• 練習文
インドと医療と影の部分 | 北インド☆ゆるヨガライフ

北インド☆ゆるヨガライフ

ヒマラヤで出会った夫と、北インドローカル暮らし8年目。
お見合いが主流のインドで年の差婚、3度の流産、文化や習慣の違いに奮闘中。
スラム支援のNGOで働いたり、子宮腺筋症と共存しながらゆるーくヨガを続けたり。
40代インド生活の気づきと学びです。

今日は36度になるって。東に面してるウチは午前中から太陽に照らされて温室効果。ねっとりとした室温に、早く目が覚めてもちょっとだけ憂鬱。太陽光の強さで、外のプラスチック製の洗濯バサミがバキバキ折れる季節。自然の力は偉大だ。恵みを受け取るのにも、こちらの心がけが必要だ。

 

昨晩も1時までゲームに勤しんでいた夫。朝6時からスマホが鳴り続けてたけど、とても眠くて起きれない。見るとお義母さんからの電話。私は基本、夫の電話には出ないので放置。

 

昨日村からチャンディガール郊外のお義姉さん宅に出てきたお義母さん。最近体調が良くなかったらしく、ようやく電話を取った夫によると、

 

「国立大学付属病院に行くから付き添って」とのリクエストだった。

• やること
練習文のうち、「インドと医療と影の部分 | 北インド☆ゆるヨガライフ」が入っているところから書き始め、「も、こちらの心がけが必要だ。」まで来たら止めて、一字も変えずに書き写してください。 この先の行は、練習文とは別のところから持ってきたものです。

• データ
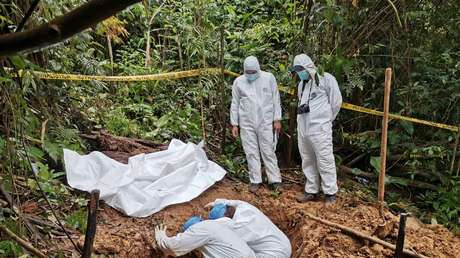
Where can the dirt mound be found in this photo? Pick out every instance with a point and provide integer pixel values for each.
(122, 236)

• 答えの例
インドと医療と影の部分 | 北インド☆ゆるヨガライフ

北インド☆ゆるヨガライフ

ヒマラヤで出会った夫と、北インドローカル暮らし8年目。
お見合いが主流のインドで年の差婚、3度の流産、文化や習慣の違いに奮闘中。
スラム支援のNGOで働いたり、子宮腺筋症と共存しながらゆるーくヨガを続けたり。
40代インド生活の気づきと学びです。

今日は36度になるって。東に面してるウチは午前中から太陽に照らされて温室効果。ねっとりとした室温に、早く目が覚めてもちょっとだけ憂鬱。太陽光の強さで、外のプラスチック製の洗濯バサミがバキバキ折れる季節。自然の力は偉大だ。恵みを受け取るのにも、こちらの心がけが必要だ。